** BEGIN Information shown **

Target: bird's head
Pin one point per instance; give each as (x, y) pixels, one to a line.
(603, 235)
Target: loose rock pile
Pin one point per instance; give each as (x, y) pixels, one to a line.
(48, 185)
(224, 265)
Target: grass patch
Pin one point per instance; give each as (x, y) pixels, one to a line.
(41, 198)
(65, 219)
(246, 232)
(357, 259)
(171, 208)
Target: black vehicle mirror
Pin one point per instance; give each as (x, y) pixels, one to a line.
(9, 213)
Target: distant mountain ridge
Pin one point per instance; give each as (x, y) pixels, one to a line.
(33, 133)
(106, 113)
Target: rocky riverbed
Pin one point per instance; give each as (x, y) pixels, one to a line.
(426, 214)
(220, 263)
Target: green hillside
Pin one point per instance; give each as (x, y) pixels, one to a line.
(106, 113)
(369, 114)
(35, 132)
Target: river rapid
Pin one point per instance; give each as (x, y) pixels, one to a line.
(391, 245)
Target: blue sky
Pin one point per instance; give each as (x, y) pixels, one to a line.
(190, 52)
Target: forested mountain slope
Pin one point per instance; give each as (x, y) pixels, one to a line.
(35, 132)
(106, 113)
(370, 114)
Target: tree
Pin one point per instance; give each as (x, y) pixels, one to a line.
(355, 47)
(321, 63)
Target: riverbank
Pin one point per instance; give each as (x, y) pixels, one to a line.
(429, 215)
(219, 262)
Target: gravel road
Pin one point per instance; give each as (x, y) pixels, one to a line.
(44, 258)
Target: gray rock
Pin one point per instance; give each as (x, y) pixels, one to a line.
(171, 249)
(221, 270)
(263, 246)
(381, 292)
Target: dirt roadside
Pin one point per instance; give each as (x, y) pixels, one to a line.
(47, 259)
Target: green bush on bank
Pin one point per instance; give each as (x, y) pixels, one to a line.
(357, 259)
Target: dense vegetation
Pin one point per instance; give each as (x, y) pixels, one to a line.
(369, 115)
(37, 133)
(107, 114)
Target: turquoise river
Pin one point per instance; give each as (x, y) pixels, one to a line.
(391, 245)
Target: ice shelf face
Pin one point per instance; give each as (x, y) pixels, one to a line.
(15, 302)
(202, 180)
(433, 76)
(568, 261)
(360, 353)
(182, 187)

** END Information shown **

» **Problem**
Copy out all of the records above word for word, keeping every line as it is.

» **Task result**
Target: bird's head
Pin one point per instance; give each as (x, y) pixels, one to a line.
(603, 235)
Target: loose rock pile
Pin one point per instance; give each as (x, y) pixels, one to a line.
(48, 185)
(224, 265)
Target: grass patch
Pin one point per instance; give each as (x, y) pixels, one to a line.
(41, 198)
(65, 219)
(246, 232)
(357, 259)
(171, 208)
Target: black vehicle mirror
Pin one point per instance; give each as (x, y) pixels, one to a line.
(9, 213)
Target: distant mountain ridge
Pin one point per instance; give each as (x, y) pixels, one to a line.
(33, 133)
(106, 113)
Target: rocky riverbed
Pin one point per instance; give each as (x, y) pixels, one to a line.
(426, 214)
(220, 263)
Target: green hillside
Pin one point per instance; give each as (x, y) pixels, one to a line.
(106, 113)
(369, 114)
(35, 132)
Target: river rapid
Pin one point per instance; give each as (x, y) pixels, one to a line.
(391, 245)
Target: blue sky
Pin one point per instance; give each as (x, y) pixels, one to a line.
(190, 52)
Target: forested mountain slope
Pin one point per instance; give each as (x, y) pixels, one to a line.
(35, 132)
(106, 113)
(370, 114)
Target: tree
Pin one point per instance; give each as (x, y) pixels, one to a line.
(355, 47)
(321, 63)
Target: riverbank
Pin one point per instance; give each as (x, y) pixels, one to a line.
(429, 215)
(219, 262)
Target: gravel road
Pin one point per instance; give each as (x, y) pixels, one to a line.
(44, 258)
Target: gray rock
Pin one point per instance; give each as (x, y) pixels, one to a line.
(171, 249)
(221, 270)
(263, 246)
(381, 292)
Target: dirt roadside
Pin one point per instance; give each as (x, y) pixels, one to a line.
(47, 259)
Target: green bush on bank
Pin one point per instance; give each as (x, y) pixels, one to a line.
(357, 259)
Target: dense vegetation
Pin one point per instance; give each as (x, y) pixels, one to a line.
(369, 115)
(37, 133)
(107, 114)
Target: turquoise river
Pin one point per instance; give each as (x, y) pixels, one to a line.
(391, 245)
Target: ice shelf face
Pin one point per instance; give each as (x, y) pixels, one to a line.
(15, 302)
(202, 180)
(433, 76)
(568, 261)
(360, 353)
(182, 187)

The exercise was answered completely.